Reproduce the entries that follow exactly. No picture should appear in the result.
= = = = =
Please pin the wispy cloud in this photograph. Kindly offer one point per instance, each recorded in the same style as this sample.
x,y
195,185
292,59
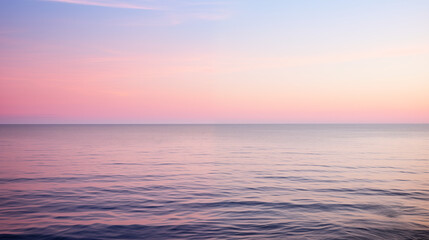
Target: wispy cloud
x,y
172,12
106,3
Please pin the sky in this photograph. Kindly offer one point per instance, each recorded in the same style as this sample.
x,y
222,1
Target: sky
x,y
214,61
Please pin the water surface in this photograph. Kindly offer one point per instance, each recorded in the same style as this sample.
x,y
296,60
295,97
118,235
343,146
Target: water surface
x,y
214,181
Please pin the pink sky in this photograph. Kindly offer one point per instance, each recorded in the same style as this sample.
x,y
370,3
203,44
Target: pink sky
x,y
133,62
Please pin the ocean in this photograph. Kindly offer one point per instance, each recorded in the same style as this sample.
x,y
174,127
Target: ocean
x,y
328,181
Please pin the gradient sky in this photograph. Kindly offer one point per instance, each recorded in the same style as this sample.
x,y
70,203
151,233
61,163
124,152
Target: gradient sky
x,y
214,61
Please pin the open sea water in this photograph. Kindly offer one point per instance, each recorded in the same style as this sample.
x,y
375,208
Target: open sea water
x,y
214,182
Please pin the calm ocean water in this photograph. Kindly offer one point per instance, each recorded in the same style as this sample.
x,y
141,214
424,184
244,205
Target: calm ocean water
x,y
214,181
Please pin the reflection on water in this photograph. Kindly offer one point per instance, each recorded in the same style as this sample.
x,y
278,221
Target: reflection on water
x,y
214,181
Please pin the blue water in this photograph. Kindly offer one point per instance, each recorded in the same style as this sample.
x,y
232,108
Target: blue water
x,y
214,182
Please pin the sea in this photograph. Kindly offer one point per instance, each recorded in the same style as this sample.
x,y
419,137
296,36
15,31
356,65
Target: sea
x,y
293,181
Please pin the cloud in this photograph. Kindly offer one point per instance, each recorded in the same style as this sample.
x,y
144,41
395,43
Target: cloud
x,y
170,12
107,3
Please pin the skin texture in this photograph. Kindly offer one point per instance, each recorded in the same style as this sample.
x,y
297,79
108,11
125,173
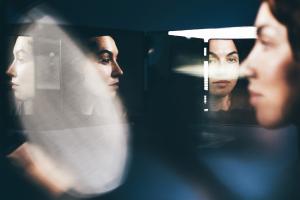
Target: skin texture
x,y
22,69
266,68
223,72
106,62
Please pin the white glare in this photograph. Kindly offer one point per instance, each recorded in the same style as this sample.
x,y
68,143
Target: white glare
x,y
246,32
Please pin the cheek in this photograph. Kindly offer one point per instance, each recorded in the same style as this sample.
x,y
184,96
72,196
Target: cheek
x,y
105,71
272,110
25,73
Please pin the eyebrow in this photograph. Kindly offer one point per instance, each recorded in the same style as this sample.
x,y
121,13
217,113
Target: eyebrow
x,y
103,51
229,54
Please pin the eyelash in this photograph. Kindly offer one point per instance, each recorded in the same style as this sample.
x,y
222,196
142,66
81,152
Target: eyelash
x,y
232,60
104,61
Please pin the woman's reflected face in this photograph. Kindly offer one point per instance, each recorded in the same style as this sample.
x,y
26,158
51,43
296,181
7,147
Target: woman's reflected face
x,y
223,67
21,70
266,66
106,59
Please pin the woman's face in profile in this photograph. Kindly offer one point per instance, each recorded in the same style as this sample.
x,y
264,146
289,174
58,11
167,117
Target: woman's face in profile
x,y
22,69
266,66
223,67
106,62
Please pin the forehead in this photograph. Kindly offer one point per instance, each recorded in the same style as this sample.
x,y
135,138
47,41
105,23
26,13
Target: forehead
x,y
23,43
106,43
222,47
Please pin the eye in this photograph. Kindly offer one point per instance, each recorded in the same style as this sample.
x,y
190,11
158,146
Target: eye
x,y
232,60
104,61
212,60
266,44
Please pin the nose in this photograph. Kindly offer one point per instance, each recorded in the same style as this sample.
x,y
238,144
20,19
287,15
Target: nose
x,y
247,67
116,71
11,71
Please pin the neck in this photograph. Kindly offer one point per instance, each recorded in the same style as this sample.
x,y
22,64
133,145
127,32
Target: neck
x,y
219,103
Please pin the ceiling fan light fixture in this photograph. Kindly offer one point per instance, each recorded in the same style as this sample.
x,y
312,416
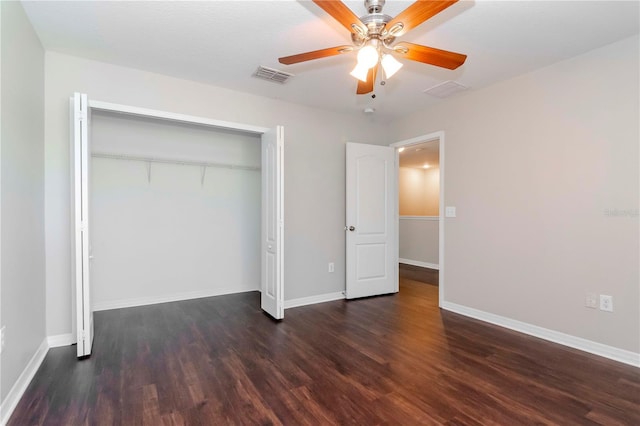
= = = = =
> WRITTEN SOLUTION
Please pin the wispy cloud in this photograph. Kindly offer one point per instance, each recorded in the same style as this sample.
x,y
195,185
292,59
Target: wispy cloud
x,y
172,12
106,3
Please pin the sky in this photograph. Kindly offer one point per instance, each recorded in the same style as this sample.
x,y
222,1
Target: sky
x,y
214,61
Please pin the water surface in this photograph. Kindly offer one point per instance, each recorded in the same style as this sample.
x,y
296,60
295,97
118,235
343,146
Target: water surface
x,y
214,181
Please pin the pink sky in this photograph. Kindly offer one point per instance, each recorded in the same style as this sample.
x,y
370,3
203,44
Target: pink sky
x,y
133,62
Please pin the ocean in this photograph. Kindly offer one point per instance, each recorded in the same style as this sample.
x,y
174,127
Target: ocean
x,y
328,181
Please pin the gradient sky in this photograph. Kindly offer one point per instance, each recorded in the same style as this sample.
x,y
70,203
151,233
61,163
124,152
Target: gradient sky
x,y
214,61
Please pin the open sea water in this photograph. Kindly offer one point per instance, each recorded in the same style as this sample.
x,y
375,208
Target: open sea water
x,y
214,182
Please pin the calm ocean water in this photograph. Kindly offer one point per instance, each recorded in the same style as this sample.
x,y
141,214
424,184
244,205
Target: calm ocean water
x,y
214,181
Please pin the reflection on water in this photograph. Kindly offer one point per instance, each recorded in the same style as this sample.
x,y
278,221
Target: reflection on water
x,y
214,181
Please pin the blue water in this photograph. Kindly offer one point per instance, each recorded in the same style as this sample.
x,y
232,108
Target: blue water
x,y
214,182
Please pin the sea in this photograph. Kindly offer one point per instance, each recorded in the same style as this sample.
x,y
419,137
296,36
15,31
356,65
Target: sea
x,y
293,181
Please pin the cloud in this photograph. Kindly offer one point per instance, each recorded in the same style as this sample.
x,y
144,41
395,43
Target: cloud
x,y
170,12
107,3
Please pin the skin texture in this photograph. Kindly offer one point per instance, each recorded in the same style as this sample.
x,y
297,79
108,11
125,173
Target: skin texture
x,y
22,69
266,68
223,72
106,62
Please pin the white glare in this photograph. Kindly offer one point per instance, each recorded in the same style as this sample.
x,y
68,143
Target: white glare
x,y
246,32
Please pin the cheek in this photograph. Kindly offer one point per instance, each recorded in the same style as this sample.
x,y
184,96
72,196
Target: cheek
x,y
105,71
272,110
25,73
Please pin the eyebrow in this photograph. Kindly offer one point per instance, each recorded in the same style as this sample.
x,y
121,13
217,113
Target: eyebrow
x,y
103,51
229,54
Please pin the eyelash in this photograph. Kindly offer one point per instance, each recorded in the same style as this sample.
x,y
222,196
142,66
81,152
Target: eyelash
x,y
232,60
104,61
Please pin the woman's reflected face in this photograph. Kindly offer one point per instance, each recorded in the same style as this sample.
x,y
26,158
51,43
296,181
7,147
Target: woman's reflected face
x,y
223,67
21,70
266,66
106,59
Please pin the woman's face in profile in this photograph. Kindly offer one point per instance, each recorded in the same style as this sample.
x,y
264,146
289,174
58,11
167,117
Target: woman's face in profile
x,y
22,69
266,66
223,67
106,62
Please pin the forehead in this photograph. Kindly offer one point per instance, each recorded in the same style as this sample.
x,y
135,138
47,41
105,23
26,13
Target: forehead
x,y
23,43
106,43
222,47
Please pin the eye in this photograph. Kindly offer one point per instance, each recorded in the same style as this sample.
x,y
190,11
158,146
Target: eye
x,y
232,60
104,61
212,60
266,44
Please pin the nose in this photograph. Kindly offer one point per instance, each recorded in the same style as this sample.
x,y
238,144
20,19
287,15
Target: nose
x,y
247,67
116,71
11,71
Please pin the neck in this photograph. Kindly offer one point per instance, each recorded in the same style as this sample.
x,y
22,64
133,145
127,32
Target: neck
x,y
219,103
Please pin the ceiling fan light fixture in this photograph. Kindly offer one point per instance, each recorded in the same style as this sample.
x,y
312,416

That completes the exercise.